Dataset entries

- Opening Delimiter -

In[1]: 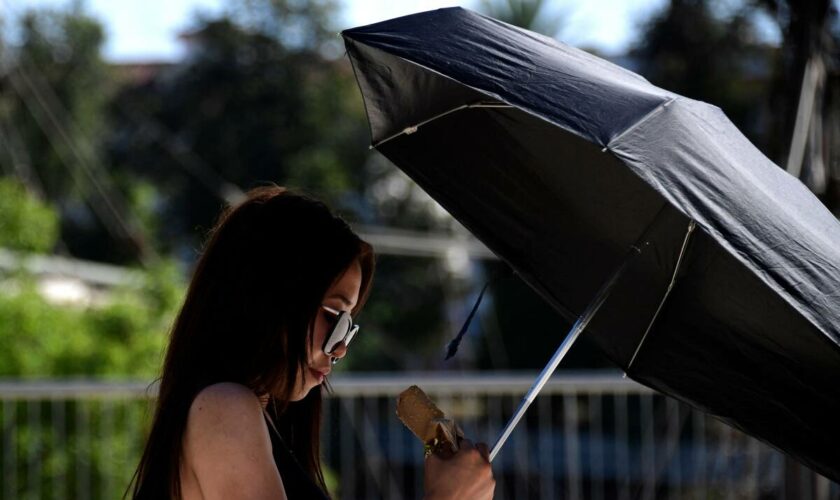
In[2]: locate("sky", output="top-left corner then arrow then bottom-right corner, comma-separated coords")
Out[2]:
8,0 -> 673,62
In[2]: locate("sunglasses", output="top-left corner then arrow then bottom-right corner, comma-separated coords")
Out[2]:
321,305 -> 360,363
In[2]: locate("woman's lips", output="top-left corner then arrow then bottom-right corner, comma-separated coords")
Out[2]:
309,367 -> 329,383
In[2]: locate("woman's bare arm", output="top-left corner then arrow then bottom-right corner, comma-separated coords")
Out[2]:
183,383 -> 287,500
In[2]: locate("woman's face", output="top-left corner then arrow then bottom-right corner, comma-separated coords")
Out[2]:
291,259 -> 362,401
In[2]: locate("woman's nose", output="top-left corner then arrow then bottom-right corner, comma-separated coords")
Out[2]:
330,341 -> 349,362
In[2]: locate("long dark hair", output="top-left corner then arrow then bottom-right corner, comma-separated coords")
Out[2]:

- Closing Delimiter -
- Opening Delimiter -

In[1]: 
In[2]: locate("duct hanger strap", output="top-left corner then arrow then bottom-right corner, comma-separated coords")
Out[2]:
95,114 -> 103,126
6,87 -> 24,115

- Closing Delimiter -
- Opening Delimiter -

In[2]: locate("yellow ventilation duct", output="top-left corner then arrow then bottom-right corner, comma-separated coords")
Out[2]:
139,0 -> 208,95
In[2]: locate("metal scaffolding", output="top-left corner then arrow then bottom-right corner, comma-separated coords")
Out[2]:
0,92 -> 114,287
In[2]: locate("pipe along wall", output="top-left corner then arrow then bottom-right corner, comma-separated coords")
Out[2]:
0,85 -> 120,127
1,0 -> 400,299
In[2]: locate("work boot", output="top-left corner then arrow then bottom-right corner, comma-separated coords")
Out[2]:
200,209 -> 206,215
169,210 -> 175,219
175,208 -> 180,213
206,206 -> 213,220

- Closing Delimiter -

The answer must be a single number: the count of lines above that contain "coords".

12